Required tasks ▸
(a) In the Internet of Things overview, how many connected devices does Gartner predict there will be by 2020?
(b) List the devices that the Internet of Things overview gives as examples of things whose connection to the internet makes up the Internet of Things.

Shooters test a catapult capacity selector valve calculator during flight operations to illustrate how IoT is changing maintenance
The Internet of Things (IoT) is a phrase we’re starting to hear more and more. As bandwidth and connectivity costs drop and apps to connect devices flourish, we’re bound to hear of many breakthroughs in the area of device-to-device or machine-to-machine (M2M) connectivity. Smart apps will surely fuel tremendous change and provide eye-popping capabilities.

What is the Internet of Things?

In very basic terms, connecting devices such as cell phones, sensors, washing machines, and even wearable electronics to the internet are examples of the Internet of Things. IoT enables people, electronic devices, and the Internet to communicate with each other for exceptional functionality. Gartner predicts that by 2020 there will be over 25 billion connected devices.

What’s the benefit of so many connected devices? When away from home, you can control household devices such as your oven, sprinkler system, and even security alarms remotely. On the roads and highways of the near future, automobiles will communicate with each other to prevent auto accidents. In our cities energy use and ever-scarcer water supplies will be regulated and controlled by IoT.

So how about on the manufacturing floor? Or for managing facilities and infrastructure? What will the IoT do there? Hard to say for certain, but there is a precursor that might give us some ideas: PLCs and SCADA systems.

Provided data ▸
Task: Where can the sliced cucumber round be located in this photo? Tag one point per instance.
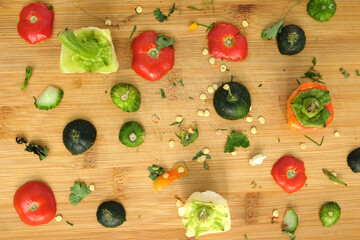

Task-by-task outputs ▸
(a) Over 25 billion.

(b) Cell phones, sensors, washing machines, wearable electronics